— begin Document passage —

Peer-to-peer RSS

For at least a year now, and probably longer, Bart and I have been occasionally chatting about how to build tools to make it easier to read and keep up-to-date on several webcomics. Our preferred scales differ – he reads less than 10, while I have more than 600 between my two lists – but we still want basically the same things. These come down to the ability to keep track of where we left off reading in the archives, and the ability to find out about new updates to our favorites. Our shared “it would be nice” features include getting good recommendations from our peers. I also would like to be able to publish my list.

When Bart pointed me at ComicAlert! (“CA!”), I thought this was going to be the answer. They provide customized per-user RSS feeds that include all your favorite comics. You specify which comics are, in fact, your favorites from a list of thousands that their software can automatically glean updates from. You can request the addition of any comic they don’t already support using a simple web form. You can find comics you hadn’t heard of before with the usual sort of recommendation system. On paper it sounds like it addresses pretty much everything we want.

Bart’s first sign of trouble was that the ComicAlert! people are a bit flaky about keeping up with their queues of add and repair requests. In fact I don’t see any sign that any of the requests I put in a month or two ago have been dealt with.

I first noticed trouble when I discovered I couldn’t add more than 40 comics to my favorites. This is an intentional limit in the ComicAlert! system; I exchanged some really interesting e-mail with the site admin when I wrote to ask what was up with that limit. They’re concerned about two major issues: people stealing the content (comic update information) that CA! worked so hard to collect, and people consuming tons of bandwidth and CPU on the CA! servers with frequent RSS queries to accounts with large numbers of comics. I can’t help much with the first point without destroying any dreams these people might have of making money on this someday, but I provided a couple of pages worth of technical suggestions addressing the second issue. Maybe some of them will get implemented eventually.

— end Document passage —
— begin Listed entries —

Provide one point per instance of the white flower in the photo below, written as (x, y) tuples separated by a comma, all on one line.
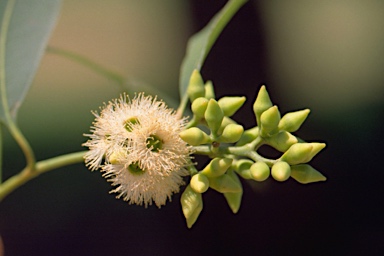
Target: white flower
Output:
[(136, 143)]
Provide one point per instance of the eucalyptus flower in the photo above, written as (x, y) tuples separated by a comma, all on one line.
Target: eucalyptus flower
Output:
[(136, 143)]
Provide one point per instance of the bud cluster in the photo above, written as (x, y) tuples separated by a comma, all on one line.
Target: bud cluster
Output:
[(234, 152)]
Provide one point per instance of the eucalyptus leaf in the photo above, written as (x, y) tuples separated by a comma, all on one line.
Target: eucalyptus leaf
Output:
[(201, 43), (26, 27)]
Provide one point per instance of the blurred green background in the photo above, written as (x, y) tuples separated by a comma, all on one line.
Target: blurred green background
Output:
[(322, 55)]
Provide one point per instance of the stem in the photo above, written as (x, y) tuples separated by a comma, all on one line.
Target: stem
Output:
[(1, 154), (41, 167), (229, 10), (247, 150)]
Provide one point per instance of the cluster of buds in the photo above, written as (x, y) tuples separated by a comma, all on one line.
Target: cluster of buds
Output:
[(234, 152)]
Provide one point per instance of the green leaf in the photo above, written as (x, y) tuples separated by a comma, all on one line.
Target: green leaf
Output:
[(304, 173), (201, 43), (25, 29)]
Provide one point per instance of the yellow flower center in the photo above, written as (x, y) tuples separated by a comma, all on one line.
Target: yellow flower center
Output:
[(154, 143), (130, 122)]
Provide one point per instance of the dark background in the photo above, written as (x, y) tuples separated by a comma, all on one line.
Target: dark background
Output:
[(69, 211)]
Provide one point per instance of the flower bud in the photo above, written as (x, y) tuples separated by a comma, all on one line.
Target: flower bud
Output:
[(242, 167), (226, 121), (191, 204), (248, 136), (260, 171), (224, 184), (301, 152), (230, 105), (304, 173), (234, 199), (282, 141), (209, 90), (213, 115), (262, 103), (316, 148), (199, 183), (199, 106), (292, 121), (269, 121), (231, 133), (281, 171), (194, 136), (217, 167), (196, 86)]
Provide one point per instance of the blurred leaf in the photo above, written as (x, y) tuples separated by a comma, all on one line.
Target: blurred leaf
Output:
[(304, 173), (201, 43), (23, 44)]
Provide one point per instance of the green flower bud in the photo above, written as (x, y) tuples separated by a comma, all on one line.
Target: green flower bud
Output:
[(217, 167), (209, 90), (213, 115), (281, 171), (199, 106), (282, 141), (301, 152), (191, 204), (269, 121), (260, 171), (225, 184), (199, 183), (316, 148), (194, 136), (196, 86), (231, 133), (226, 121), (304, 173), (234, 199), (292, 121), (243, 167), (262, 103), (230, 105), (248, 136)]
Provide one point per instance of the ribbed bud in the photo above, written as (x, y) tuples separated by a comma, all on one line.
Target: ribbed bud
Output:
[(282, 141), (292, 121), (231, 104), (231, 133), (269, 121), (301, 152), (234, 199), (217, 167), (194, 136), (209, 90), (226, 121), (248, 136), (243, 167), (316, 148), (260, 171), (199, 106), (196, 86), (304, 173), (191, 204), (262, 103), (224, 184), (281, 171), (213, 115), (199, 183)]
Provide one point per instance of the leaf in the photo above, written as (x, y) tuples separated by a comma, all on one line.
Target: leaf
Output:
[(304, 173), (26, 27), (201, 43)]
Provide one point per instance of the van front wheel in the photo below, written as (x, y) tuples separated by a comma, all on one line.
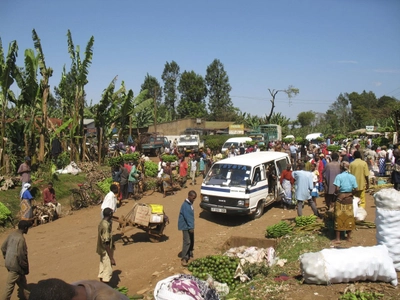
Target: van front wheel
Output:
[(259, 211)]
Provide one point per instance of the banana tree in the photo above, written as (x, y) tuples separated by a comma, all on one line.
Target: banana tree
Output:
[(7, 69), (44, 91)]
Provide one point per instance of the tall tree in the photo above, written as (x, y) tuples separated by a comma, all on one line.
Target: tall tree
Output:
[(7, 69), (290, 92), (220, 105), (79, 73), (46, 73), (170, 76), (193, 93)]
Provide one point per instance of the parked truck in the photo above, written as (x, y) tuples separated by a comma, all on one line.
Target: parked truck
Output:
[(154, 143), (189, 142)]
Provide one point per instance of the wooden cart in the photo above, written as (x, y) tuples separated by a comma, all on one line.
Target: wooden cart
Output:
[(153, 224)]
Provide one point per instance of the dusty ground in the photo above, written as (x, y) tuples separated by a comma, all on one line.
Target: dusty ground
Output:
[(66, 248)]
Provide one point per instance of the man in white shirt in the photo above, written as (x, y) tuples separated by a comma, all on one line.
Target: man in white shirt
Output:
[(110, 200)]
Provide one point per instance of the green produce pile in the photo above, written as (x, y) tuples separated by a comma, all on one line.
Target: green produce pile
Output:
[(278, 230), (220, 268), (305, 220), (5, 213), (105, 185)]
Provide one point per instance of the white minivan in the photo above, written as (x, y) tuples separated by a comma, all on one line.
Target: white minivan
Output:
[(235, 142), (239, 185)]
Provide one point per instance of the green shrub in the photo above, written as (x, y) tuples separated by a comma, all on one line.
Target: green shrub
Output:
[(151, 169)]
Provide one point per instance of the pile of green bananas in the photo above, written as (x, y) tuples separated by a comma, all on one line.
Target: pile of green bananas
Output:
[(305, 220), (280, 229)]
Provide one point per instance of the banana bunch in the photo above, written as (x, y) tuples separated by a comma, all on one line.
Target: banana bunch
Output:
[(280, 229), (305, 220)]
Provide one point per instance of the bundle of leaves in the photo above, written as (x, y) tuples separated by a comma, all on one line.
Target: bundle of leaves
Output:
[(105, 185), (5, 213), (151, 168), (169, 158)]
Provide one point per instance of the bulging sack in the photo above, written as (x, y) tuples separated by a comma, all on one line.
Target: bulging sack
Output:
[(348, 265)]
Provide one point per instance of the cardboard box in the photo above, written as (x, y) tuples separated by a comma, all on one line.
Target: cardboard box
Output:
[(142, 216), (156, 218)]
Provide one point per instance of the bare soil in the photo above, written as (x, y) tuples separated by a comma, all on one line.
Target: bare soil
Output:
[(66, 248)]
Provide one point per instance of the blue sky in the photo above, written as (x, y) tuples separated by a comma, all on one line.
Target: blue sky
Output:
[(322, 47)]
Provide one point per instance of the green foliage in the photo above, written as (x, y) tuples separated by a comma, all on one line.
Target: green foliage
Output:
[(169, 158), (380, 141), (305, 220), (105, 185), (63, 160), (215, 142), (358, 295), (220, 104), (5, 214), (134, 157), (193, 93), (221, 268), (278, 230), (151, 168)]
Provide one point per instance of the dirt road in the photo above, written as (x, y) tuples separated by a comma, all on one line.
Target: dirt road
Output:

— end Listed entries —

Tasks to perform:
1. Answer these questions using the peer-to-peer RSS post.
(a) How many webcomics does the writer have across two lists?
(b) How many comics could the writer add to ComicAlert! favorites at most?
(c) What two concerns did the ComicAlert! site admin give for that limit?
2. Reproduce word for word the part of the peer-to-peer RSS post starting at "When Bart pointed" and ending at "everything we want.".

Problem solutions:
1.
(a) More than 600.
(b) No more than 40.
(c) People stealing the content (comic update information) that CA! worked hard to collect, and people using large amounts of bandwidth and CPU on the CA! servers with frequent RSS queries to accounts with many comics.

2.
When Bart pointed me at ComicAlert! (“CA!”), I thought this was going to be the answer. They provide customized per-user RSS feeds that include all your favorite comics. You specify which comics are, in fact, your favorites from a list of thousands that their software can automatically glean updates from. You can request the addition of any comic they don’t already support using a simple web form. You can find comics you hadn’t heard of before with the usual sort of recommendation system. On paper it sounds like it addresses pretty much everything we want.